Таких общих поисков и интонаций у питерских авторов я не вижу, но существует авторы, для которых Питер создаёт ауру, которая, как им кажется, подпитывает их мастерство. Среди таких авторов я назвал бы Павла Крусанова, Сергея Носова, Илью Бояшова. Но они настолько стилистически разные, что причислять их к одной школе я бы не решился. Остаётся лишь сказать, что «питерская проза» – это проза писателей, живущих в настоящее время в Питере.  

– А как обстоят дела с питерским читателем?

– Питерцы посещают литературные мероприятия, книжные ярмарки и публичные выступления авторов, читают современную русскую прозу, стало быть, у нас есть читатели. Но их много меньше, чем в Москве. Москва, в самом деле, читает больше.
Мне иногда кажется, что у нас лучше дела обстоят с теми, кто создаёт литературу, чем с теми, кто ее читает. В Питере около семи тысяч человек называют себя либо «писателями», либо «поэтами». Иногда они сбиваются в пёстрые смешные стаи, иногда настаивают на своей исключительности и читают только собственные тексты. Я приветствую эту ситуацию – она означает, что люди заняты не только материальными проблемами. Но, в целом, всё это выглядит немного комичным.

– Говорят о противостоянии «питерской» и «московской» прозы…

– Я ничего подобного не чувствую. Тем более, что многие из ведущих писателей – не коренные питерцы и не коренные москвичи. И оказались они в Питере и Москве скорее волею случая, обстоятельств, а не из-за какого-то индивидуального, стилистического выбора.

*Строки данных*
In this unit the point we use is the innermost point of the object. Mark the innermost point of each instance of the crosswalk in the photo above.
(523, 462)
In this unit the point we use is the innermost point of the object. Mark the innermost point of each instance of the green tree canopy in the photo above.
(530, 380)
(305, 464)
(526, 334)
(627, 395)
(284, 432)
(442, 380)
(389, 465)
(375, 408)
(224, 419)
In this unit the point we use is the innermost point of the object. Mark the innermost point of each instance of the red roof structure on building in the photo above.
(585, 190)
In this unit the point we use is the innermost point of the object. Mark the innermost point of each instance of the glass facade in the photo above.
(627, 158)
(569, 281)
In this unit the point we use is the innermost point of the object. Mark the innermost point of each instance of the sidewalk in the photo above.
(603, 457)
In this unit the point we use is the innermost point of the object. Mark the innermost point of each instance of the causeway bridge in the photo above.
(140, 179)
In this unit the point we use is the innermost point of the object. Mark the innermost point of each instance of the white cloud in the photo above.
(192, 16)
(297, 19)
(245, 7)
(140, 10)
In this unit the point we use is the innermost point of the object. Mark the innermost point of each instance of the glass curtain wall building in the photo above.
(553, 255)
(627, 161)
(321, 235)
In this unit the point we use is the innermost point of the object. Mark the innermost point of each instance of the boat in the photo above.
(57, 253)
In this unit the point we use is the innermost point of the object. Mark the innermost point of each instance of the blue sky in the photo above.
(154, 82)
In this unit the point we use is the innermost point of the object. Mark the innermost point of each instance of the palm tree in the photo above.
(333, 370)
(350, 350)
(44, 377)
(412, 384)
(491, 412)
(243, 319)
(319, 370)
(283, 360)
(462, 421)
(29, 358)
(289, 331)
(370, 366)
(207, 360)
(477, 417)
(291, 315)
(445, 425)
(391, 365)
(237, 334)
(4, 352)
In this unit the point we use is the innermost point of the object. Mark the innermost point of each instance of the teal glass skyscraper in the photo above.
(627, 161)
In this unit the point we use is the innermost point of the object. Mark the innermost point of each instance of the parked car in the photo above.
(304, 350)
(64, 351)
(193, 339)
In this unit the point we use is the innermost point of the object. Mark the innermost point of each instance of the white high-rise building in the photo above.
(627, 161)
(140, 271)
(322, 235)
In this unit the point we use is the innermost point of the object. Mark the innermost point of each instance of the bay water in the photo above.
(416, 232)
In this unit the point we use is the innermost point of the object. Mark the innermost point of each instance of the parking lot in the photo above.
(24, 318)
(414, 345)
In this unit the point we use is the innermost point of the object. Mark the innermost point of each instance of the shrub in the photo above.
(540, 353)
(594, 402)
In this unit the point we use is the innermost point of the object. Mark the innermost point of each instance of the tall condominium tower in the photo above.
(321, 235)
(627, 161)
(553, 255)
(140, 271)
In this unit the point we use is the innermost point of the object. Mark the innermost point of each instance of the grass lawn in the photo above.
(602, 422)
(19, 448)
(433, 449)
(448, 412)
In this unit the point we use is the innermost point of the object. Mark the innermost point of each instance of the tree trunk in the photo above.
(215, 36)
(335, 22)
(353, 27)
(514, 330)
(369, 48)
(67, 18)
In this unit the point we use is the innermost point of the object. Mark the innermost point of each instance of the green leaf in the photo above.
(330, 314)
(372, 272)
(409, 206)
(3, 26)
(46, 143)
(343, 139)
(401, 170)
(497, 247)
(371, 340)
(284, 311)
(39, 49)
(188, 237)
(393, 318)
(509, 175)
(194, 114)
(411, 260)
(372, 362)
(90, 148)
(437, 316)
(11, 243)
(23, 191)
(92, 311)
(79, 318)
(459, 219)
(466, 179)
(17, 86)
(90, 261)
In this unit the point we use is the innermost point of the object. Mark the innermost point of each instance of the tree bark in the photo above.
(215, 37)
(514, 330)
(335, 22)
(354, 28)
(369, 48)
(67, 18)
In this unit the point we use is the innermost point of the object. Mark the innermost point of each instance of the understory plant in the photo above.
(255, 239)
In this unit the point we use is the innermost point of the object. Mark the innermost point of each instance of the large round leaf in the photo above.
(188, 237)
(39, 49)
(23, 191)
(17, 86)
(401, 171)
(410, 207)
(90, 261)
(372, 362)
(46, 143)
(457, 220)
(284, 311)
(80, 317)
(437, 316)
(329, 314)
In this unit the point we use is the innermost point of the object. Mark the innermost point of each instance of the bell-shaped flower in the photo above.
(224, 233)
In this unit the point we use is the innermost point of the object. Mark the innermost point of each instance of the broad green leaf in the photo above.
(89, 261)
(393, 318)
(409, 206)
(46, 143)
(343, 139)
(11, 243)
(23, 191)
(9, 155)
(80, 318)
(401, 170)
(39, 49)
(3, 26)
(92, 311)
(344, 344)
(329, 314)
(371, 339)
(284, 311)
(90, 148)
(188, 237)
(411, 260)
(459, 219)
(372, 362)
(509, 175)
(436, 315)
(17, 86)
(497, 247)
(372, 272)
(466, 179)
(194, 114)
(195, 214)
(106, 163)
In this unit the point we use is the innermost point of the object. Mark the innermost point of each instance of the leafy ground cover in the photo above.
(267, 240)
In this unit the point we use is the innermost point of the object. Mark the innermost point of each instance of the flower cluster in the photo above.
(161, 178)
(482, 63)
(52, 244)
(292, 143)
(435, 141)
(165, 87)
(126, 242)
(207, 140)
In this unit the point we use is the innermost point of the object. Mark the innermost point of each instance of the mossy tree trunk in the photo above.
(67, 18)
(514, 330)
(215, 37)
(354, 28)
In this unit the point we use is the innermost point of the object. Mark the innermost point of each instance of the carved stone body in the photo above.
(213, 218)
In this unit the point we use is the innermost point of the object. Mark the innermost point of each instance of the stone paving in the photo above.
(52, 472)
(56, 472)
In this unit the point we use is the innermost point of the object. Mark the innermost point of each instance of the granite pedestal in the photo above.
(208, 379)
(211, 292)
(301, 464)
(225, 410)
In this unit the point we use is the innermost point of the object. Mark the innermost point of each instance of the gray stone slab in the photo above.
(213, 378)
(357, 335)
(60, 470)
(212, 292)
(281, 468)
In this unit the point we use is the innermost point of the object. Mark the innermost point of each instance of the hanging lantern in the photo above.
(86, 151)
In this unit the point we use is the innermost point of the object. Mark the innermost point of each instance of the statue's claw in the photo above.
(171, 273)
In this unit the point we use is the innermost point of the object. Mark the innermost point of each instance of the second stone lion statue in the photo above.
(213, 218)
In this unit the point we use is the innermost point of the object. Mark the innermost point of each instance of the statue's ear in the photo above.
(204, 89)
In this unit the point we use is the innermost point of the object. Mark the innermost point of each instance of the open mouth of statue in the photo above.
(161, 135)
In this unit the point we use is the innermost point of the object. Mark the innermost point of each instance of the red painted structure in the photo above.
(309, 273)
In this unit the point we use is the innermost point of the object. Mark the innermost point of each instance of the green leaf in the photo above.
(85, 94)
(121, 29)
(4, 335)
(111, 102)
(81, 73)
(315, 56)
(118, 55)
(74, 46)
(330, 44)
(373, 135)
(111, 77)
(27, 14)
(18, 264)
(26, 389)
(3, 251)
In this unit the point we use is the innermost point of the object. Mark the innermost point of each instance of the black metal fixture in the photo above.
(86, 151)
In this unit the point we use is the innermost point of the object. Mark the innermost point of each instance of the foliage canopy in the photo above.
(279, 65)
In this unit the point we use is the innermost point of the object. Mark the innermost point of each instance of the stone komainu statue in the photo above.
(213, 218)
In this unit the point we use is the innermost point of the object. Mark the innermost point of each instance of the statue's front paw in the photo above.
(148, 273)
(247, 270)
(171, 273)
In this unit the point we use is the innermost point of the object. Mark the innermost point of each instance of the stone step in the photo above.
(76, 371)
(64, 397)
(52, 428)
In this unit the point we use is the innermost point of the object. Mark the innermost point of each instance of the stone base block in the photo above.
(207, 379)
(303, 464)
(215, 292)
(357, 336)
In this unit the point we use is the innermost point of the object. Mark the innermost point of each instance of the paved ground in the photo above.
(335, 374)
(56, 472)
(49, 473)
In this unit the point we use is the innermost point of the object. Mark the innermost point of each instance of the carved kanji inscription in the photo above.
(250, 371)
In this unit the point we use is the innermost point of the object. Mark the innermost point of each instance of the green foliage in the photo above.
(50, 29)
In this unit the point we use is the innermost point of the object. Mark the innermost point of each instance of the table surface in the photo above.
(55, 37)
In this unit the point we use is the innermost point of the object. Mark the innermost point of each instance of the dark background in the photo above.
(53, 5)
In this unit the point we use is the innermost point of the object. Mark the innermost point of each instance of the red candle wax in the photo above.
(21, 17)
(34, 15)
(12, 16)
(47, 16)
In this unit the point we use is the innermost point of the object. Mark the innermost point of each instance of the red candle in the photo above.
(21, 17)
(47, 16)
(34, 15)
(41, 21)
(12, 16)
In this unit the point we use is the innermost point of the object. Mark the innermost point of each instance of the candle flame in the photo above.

*Что требуется*
1 – Пожалуйста, перепишите отрывок интервью между «Таких общих поисков» и «деле, читает больше.» включительно, заменив в нём «книжные ярмарки» на «книжные выставки».
2 – Назовите всех писателей, которых интервью упоминает по имени и фамилии.

*Решения заданий*
1 –
Таких общих поисков и интонаций у питерских авторов я не вижу, но существует авторы, для которых Питер создаёт ауру, которая, как им кажется, подпитывает их мастерство. Среди таких авторов я назвал бы Павла Крусанова, Сергея Носова, Илью Бояшова. Но они настолько стилистически разные, что причислять их к одной школе я бы не решился. Остаётся лишь сказать, что «питерская проза» – это проза писателей, живущих в настоящее время в Питере.  

– А как обстоят дела с питерским читателем?

– Питерцы посещают литературные мероприятия, книжные выставки и публичные выступления авторов, читают современную русскую прозу, стало быть, у нас есть читатели. Но их много меньше, чем в Москве. Москва, в самом деле, читает больше.

2 – Павел Крусанов, Сергей Носов, Илья Бояшов.